**** Passage ****

Donna says: December 30, 2018 at 12:04 am

My fire pot fills up faster than it use to on the first setting. I only burn pellets and never get any clunkers it is all ash. I can use something to push down in the burn pot so it doesn’t fill so fast. And the window get black faster than before. I noticed when I was cleaning it that one of the little side doors doesn’t close all the way now. Please help.

Earth Sense Energy System says: December 31, 2018 at 11:50 am

Thanks for contacting us Donna, happy to assist. Sounds like we may have a combustion air issue going on here. You will also want to check your versa grate shaker underneath the burnpot and make sure that is moving back and forth.

1. Cleaning/Maintenance: #1 cause that creates issues like what you are seeing. Thoroughly clean the stove, all ash traps, upper heat exchange, exhaust blower manifold and venting. Ash build up in the stove or vent will cause these issues.
2. Check your gaskets on the door and ash pan, make sure they are tight all the way around. Inspect the glass gasket – make sure there are no gaps or air leaks.
3. Check the ash dump under the burnpot. Needs to be completely closed during operation
4. As mentioned above, check your versa grate to make sure it’s operating correctly. By opening the side panel you should be able to see if the versa grate motor is running and if the cam/ball is rotating correctly in the versa grate shaft so that the burn grate shaker (Firepot Floor) is moving back and forth slowly.
5. Make sure the burn grate (firepot) is seated all the way down properly
6. Check your combustion blower / exhaust fan. Make sure it appears to be operating at near line voltage during start-up.

Not 100% sure what you mean by the little side door closing properly. Possibly you mean the ash trap door? If the door is warped or tweaked we do offer new replacements for those. Just let us know.

Using a Leaf Blower/Vac on the exhaust outside is one of our best cleaning tools. It helps suck out ash from areas near impossible to get at. Here is a link to look at:

If you need any other help let us know. We do offer every part for St Croix and guarantee the best prices should you need anything.


Dianna says: January 8, 2019 at 10:34 am

My St croci pellet stove is creating a lot of black soot in side walls top and glass I’ve changed ash pan door gasket and still does it what can I do nest

Earth Sense Energy System says: January 8, 2019 at 4:49 pm


Thanks for contacting us, happy to assist. In most cases this would be a combustion air issue.

1. Thoroughly clean the stove, ash traps and vent pipe
2. Inspect all gaskets – Door and Glass as well. Make sure there are no air gaps and tight seals all the way around.
3. Inspect your burn grate. Make sure it is seating properly and make sure the shaker plate (bottom of the burnpot) is working correctly and moving back and forth – Versa Grate. Make sure the air holes are open in the shaker plate and that ash is cleaned out of that cavity. Make sure the ash dump rod in that area is closing fully while in operation.

****

- [Parts of the exercise]:
1. Name every poster who appears in the pellet stove discussion.
2. Write the next part of the pellet stove discussion.
The rows that come after the pellet stove discussion are separate material, unrelated to it.

**** Data supplied ****

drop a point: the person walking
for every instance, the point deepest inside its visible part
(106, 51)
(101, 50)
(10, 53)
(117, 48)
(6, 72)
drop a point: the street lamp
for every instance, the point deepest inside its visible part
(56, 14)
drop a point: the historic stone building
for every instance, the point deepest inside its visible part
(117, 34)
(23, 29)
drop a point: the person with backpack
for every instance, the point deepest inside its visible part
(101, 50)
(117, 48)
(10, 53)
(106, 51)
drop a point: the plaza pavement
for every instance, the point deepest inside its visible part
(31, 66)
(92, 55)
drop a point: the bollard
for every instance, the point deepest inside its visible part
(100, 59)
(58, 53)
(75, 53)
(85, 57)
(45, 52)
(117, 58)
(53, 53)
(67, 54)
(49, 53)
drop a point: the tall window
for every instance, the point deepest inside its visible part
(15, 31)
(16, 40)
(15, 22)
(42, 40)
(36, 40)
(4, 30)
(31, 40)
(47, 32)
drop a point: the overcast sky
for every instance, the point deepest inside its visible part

****

- [Expected results]:
1. Donna, Earth Sense Energy System, Dianna

2.
4. Inspect the combustion fan/exhaust blower and make sure it appears to be operating at proper voltage. Should be near line voltage during start-up.
5. Inspect the air inlet on the back of your stove. Use a good light and make sure nothing foreign is blocking it.

In 95% of the cases like this it is simply ash that is accumulated in areas that is restricting proper air flow from coming to the burn grate area. Remove the interior brick and use a mallet to tap on the rear firewall. Move that heat exchange scraper rod back and forth and even get a small bottle brush up there to release trapped ash. Open the trap doors to the left and right of the burn grate area and clean out all the ash that comes out. Our number one cleaning tool for removing ash that is difficult to get to is the leafblower vac. Take a look at the link here.

Hope that is helpful, any other questions please let us know.


Dennis Kruse says: March 3, 2019 at 5:59 pm

We have a St Croix Lancaster. In the last month our pellets have been building up in the burn pot. Have to rake the top every 4-6 hours. Otherwise, it would overflow. We just replaced our combustion fan because it was shutting down shortly after it started up. But this build up was happening before that. I thoroughly clean my stove weekly and recently took everything apart and blew and shop vacuumed it all out, also. We have been using the same brand hard wood pellets for 6 years. We don’t use corn. Cannot see that any doors are leaking or not shutting right. Any suggestions? Thank you!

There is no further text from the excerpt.